_INPUT RECORDS:_
■ ■ ■ ■

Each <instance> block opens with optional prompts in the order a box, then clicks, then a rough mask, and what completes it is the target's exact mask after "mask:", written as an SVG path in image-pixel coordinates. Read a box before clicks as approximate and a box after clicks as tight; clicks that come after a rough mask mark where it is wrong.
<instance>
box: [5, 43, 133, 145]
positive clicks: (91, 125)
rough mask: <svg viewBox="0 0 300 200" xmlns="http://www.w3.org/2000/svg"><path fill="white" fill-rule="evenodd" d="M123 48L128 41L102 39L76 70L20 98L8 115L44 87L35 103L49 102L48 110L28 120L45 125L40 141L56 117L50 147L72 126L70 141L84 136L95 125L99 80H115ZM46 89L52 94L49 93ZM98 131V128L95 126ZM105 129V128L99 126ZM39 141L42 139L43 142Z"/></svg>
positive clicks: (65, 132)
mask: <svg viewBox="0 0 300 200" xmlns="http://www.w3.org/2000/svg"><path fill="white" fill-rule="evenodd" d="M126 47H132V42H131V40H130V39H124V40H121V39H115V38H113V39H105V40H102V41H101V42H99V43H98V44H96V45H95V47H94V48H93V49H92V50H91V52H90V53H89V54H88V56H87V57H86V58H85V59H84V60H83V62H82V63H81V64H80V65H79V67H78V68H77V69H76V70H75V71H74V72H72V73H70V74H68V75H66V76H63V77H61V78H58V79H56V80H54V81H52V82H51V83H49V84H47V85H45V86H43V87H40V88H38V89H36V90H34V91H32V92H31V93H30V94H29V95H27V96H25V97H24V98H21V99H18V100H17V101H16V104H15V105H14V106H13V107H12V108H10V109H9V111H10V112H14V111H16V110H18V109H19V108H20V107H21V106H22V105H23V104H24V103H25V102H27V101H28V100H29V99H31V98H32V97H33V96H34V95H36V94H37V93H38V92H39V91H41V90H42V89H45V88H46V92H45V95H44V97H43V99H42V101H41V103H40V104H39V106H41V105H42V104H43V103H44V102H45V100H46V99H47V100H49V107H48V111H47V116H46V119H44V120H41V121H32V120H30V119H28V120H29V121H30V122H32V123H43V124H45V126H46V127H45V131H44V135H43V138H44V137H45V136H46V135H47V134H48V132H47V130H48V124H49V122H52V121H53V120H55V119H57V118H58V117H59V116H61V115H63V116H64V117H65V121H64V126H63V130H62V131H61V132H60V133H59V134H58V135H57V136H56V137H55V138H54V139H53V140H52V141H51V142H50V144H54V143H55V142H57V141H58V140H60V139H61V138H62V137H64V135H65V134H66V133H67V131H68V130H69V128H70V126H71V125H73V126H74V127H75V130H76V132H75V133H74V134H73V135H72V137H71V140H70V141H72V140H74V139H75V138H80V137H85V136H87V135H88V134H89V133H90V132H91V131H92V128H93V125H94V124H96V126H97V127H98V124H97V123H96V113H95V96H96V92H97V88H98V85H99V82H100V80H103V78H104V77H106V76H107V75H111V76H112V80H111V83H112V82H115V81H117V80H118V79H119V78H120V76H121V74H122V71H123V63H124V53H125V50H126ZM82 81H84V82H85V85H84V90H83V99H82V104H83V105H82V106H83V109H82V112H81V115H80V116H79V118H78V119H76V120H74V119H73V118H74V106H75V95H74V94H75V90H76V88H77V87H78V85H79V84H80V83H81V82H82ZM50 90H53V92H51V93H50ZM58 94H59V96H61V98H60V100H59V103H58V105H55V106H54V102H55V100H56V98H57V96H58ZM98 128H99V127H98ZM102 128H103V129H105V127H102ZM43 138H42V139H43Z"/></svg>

■ ■ ■ ■

_WHAT IS EXPECTED:_ Transcribe the entries above, every line exactly as it reads.

_RESULT BELOW:_
Each <instance> block opens with optional prompts in the order a box, then clicks, then a rough mask, and what completes it is the target's exact mask after "mask:", written as an SVG path in image-pixel coordinates. Read a box before clicks as approximate and a box after clicks as tight; clicks that come after a rough mask mark where it is wrong.
<instance>
box: [5, 43, 133, 145]
positive clicks: (91, 125)
rough mask: <svg viewBox="0 0 300 200" xmlns="http://www.w3.org/2000/svg"><path fill="white" fill-rule="evenodd" d="M123 48L128 41L102 39L76 70L20 98L8 115L44 87L35 103L49 102L48 110L28 120L45 125L40 141L56 117L50 147L72 126L70 141L84 136L95 125L99 80H115ZM46 89L52 94L49 93ZM98 131V128L95 126ZM105 129V128L99 126ZM39 141L42 139L43 142Z"/></svg>
positive clicks: (65, 132)
mask: <svg viewBox="0 0 300 200" xmlns="http://www.w3.org/2000/svg"><path fill="white" fill-rule="evenodd" d="M126 47H132V42H131V40H130V39H124V40H121V39H115V38H113V39H105V40H102V41H101V42H99V43H98V44H96V45H95V47H94V48H93V49H92V50H91V52H90V53H89V54H88V56H87V57H86V58H85V59H84V60H83V62H82V63H81V64H80V65H79V67H78V68H77V69H76V70H75V71H74V72H72V73H70V74H68V75H66V76H63V77H61V78H58V79H56V80H54V81H52V82H51V83H49V84H47V85H45V86H43V87H40V88H38V89H36V90H34V91H32V92H31V93H30V94H29V95H27V96H25V97H24V98H21V99H18V100H17V101H16V104H15V105H14V106H13V107H12V108H10V109H9V111H10V112H14V111H16V110H18V109H19V108H20V107H21V106H22V105H23V104H24V103H25V102H27V101H28V100H29V99H31V98H32V97H33V96H34V95H36V94H37V93H38V92H39V91H41V90H42V89H45V88H46V92H45V95H44V97H43V99H42V101H41V103H40V104H39V106H41V105H42V104H43V103H44V102H45V100H46V99H47V100H49V107H48V111H47V116H46V119H44V120H41V121H32V120H30V119H28V120H29V121H30V122H32V123H43V124H45V126H46V127H45V131H44V135H43V138H44V137H45V136H46V135H47V134H48V132H47V130H48V124H49V122H52V121H53V120H55V119H57V118H58V117H59V116H61V115H63V116H64V117H65V121H64V126H63V130H62V131H61V132H60V133H59V134H58V135H57V136H56V137H55V138H54V139H53V140H52V141H51V142H50V144H54V143H55V142H57V141H58V140H60V139H61V138H62V137H64V135H65V134H66V133H67V131H68V130H69V128H70V126H71V125H73V126H74V127H75V130H76V132H75V133H74V134H73V135H72V137H71V140H70V141H72V140H74V139H75V138H80V137H85V136H87V135H88V134H89V133H90V132H91V131H92V128H93V125H94V124H96V126H97V127H98V124H97V123H96V113H95V96H96V92H97V88H98V85H99V82H100V80H103V78H104V77H106V76H107V75H111V76H112V80H111V83H112V82H115V81H117V80H118V79H119V78H120V76H121V74H122V71H123V63H124V53H125V50H126ZM82 81H84V82H85V85H84V90H83V99H82V104H83V105H82V106H83V109H82V112H81V115H80V116H79V118H78V119H76V120H74V119H73V118H74V106H75V95H74V94H75V90H76V88H77V87H78V85H79V84H80V83H81V82H82ZM50 90H53V92H51V93H50ZM58 94H59V96H61V98H60V100H59V103H58V105H55V106H54V102H55V100H56V98H57V96H58ZM98 128H99V127H98ZM102 128H103V129H105V127H102ZM43 138H42V139H43Z"/></svg>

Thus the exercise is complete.